Short task a: From the excerpt about the animalistas in Juárez, return the text starting at "Things, however, took" and ending at "months to Eco-Canis.".

Text section:
========================================================================
Things, however, took an unexpected turn when the judge called for a “five-minute coffee break” that turned into a thirty-minute backstage discussion between the judge, the defendant’s lawyer, Alicia, and the state-appointed prosecutor. A settlement was soon reached after the hearing’s resumption, and it would be safe to say that the “coffee break” offered the participants a chance to speak off the record and away from the cameras. Based on the death threats that the director of Eco-Canis and her family had received, the defendant was to stay away from their places of business and their residence/shelter. He also had to send, through his lawyer, two bags of dog food twice a month for a period of six months to Eco-Canis.

As the trial wound down, Alicia started being labeled as the “victim,” and even the “plaintiff.” Justicia had been displaced. Before heading out, Alicia, who had mixed feelings about the turn of events, said that “it had been a historic case, and we shouldn’t forget that.” Oswaldo, on other hand, wasn’t entirely convinced.

There Is No Voice without a Body

A few weeks prior to Justicia’s trial, we had attended a health festival in a colonia (roughly equivalent to a neighborhood) located right across the Rio Bravo/Rio Grande. Juárez’s municipal president was going to be there and Alicia wanted to remind him of his campaign promise to help animalistas. After the festival inauguration ended, Alicia and Oswaldo managed to get some words in with the municipal president, but it didn’t amount to much of a dialogue. It would seem that the problem with these attempts did not so much concern their ability to speak for non-human animals but the political conditions that allowed someone to listen to what was said. Politicians often address animalistas’ demands with general and overarching solutions, such as the creation of new government departments, which tend to be insufficient and inefficient—if they ever materialize. Thus, one way in which animalistas respond to these generalizations is through the telling of stories of injured non-human bodies, allowing them to speak for an individual animal.
========================================================================
Location annotation dataset excerpts:
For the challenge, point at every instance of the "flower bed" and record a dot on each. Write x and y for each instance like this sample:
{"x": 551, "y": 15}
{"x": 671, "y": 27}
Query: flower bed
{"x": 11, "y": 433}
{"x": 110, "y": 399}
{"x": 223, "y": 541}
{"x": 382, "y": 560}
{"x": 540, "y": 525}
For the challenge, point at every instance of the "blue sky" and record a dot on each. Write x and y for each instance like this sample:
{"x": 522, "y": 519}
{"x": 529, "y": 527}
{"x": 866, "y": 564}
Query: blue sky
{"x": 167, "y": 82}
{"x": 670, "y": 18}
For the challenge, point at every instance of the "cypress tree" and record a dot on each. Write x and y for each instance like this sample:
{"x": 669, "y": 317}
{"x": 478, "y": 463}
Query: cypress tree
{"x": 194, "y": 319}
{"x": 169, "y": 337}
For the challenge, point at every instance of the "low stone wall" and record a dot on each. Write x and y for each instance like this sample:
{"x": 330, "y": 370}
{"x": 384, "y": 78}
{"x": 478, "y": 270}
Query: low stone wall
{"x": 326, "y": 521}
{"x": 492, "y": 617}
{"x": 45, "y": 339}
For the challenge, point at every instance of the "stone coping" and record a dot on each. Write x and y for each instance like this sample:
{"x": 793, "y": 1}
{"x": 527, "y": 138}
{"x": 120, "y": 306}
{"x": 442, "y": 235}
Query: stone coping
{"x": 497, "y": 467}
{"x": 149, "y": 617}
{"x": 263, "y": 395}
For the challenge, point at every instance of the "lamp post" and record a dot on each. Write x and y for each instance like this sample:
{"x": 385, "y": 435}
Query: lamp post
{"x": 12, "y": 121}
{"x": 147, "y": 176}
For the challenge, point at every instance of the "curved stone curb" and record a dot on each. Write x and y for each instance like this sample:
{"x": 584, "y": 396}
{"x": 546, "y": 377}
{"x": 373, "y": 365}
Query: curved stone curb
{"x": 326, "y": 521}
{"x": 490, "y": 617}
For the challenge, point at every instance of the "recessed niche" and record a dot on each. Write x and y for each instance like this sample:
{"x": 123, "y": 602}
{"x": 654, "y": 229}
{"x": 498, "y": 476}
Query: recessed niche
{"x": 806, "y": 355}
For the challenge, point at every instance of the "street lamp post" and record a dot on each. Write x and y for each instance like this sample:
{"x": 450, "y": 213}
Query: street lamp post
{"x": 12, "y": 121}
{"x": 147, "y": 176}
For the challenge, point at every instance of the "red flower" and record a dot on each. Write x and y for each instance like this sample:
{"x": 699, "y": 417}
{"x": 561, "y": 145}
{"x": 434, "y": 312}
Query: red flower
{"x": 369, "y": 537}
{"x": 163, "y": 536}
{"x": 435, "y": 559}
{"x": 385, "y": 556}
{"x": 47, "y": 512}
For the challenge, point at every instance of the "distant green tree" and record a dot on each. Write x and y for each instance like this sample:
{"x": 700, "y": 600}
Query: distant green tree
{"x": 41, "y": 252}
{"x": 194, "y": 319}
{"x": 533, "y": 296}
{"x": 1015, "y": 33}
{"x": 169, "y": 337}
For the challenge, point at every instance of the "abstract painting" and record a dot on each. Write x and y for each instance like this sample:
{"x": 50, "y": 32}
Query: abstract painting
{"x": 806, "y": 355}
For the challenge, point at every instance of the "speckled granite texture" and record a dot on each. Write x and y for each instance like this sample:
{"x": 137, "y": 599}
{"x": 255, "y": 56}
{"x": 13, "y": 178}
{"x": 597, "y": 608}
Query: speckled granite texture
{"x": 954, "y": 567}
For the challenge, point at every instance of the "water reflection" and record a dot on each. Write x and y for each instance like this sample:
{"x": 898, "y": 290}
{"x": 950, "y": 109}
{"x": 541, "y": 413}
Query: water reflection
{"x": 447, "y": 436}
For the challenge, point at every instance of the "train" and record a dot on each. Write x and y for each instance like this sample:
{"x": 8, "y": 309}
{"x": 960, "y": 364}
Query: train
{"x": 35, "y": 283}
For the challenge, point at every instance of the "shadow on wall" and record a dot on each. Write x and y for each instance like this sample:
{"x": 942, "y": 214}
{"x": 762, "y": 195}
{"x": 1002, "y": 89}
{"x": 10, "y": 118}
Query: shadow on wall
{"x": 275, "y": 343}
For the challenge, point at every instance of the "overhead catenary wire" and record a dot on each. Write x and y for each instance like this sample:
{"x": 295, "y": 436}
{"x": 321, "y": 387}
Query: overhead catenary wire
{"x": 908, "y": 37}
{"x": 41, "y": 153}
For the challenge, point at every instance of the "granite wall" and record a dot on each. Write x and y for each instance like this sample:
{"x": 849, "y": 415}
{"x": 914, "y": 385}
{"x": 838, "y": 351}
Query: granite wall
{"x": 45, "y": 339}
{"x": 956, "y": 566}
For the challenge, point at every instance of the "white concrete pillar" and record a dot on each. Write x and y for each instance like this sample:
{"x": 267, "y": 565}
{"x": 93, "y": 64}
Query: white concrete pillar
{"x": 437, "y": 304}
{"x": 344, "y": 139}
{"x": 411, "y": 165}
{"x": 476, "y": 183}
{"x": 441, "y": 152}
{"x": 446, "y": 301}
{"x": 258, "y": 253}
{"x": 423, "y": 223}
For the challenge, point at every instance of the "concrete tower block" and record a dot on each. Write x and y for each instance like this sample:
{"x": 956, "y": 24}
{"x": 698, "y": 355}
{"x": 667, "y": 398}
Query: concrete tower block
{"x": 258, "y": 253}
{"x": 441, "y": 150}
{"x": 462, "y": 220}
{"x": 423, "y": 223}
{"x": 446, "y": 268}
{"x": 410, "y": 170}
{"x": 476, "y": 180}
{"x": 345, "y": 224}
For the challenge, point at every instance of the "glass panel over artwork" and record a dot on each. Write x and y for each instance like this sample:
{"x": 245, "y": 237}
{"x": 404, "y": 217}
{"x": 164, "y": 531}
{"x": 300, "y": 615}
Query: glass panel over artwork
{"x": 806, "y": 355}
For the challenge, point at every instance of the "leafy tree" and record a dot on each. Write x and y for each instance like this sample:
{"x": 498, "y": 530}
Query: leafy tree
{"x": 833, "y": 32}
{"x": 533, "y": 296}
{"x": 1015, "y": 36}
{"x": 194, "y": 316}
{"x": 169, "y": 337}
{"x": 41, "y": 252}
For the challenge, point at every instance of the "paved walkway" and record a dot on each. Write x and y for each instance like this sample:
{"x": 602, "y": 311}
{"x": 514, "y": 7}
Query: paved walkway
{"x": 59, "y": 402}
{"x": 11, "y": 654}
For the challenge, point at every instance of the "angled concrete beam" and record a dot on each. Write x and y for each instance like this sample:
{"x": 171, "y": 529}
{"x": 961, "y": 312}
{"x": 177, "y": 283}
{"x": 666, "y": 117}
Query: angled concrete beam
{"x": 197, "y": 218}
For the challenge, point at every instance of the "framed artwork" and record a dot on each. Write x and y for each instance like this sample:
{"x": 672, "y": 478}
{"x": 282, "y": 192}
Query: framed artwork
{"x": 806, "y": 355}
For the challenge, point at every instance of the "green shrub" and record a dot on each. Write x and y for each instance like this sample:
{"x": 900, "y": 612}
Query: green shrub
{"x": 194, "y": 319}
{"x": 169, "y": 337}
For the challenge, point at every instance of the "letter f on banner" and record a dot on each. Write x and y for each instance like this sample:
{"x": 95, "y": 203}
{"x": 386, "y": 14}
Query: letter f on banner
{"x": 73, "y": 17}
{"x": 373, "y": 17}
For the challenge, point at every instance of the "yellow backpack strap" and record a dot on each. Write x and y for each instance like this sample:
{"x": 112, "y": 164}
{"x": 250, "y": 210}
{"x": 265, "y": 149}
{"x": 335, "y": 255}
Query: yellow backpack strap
========================================================================
Short task b: Select every line of the listing that contains the word "abstract", matching case exactly.

Correct output a:
Things, however, took an unexpected turn when the judge called for a “five-minute coffee break” that turned into a thirty-minute backstage discussion between the judge, the defendant’s lawyer, Alicia, and the state-appointed prosecutor. A settlement was soon reached after the hearing’s resumption, and it would be safe to say that the “coffee break” offered the participants a chance to speak off the record and away from the cameras. Based on the death threats that the director of Eco-Canis and her family had received, the defendant was to stay away from their places of business and their residence/shelter. He also had to send, through his lawyer, two bags of dog food twice a month for a period of six months to Eco-Canis.

Correct output b:
For the challenge, point at every instance of the "abstract painting" and record a dot on each. Write x and y for each instance like this sample:
Query: abstract painting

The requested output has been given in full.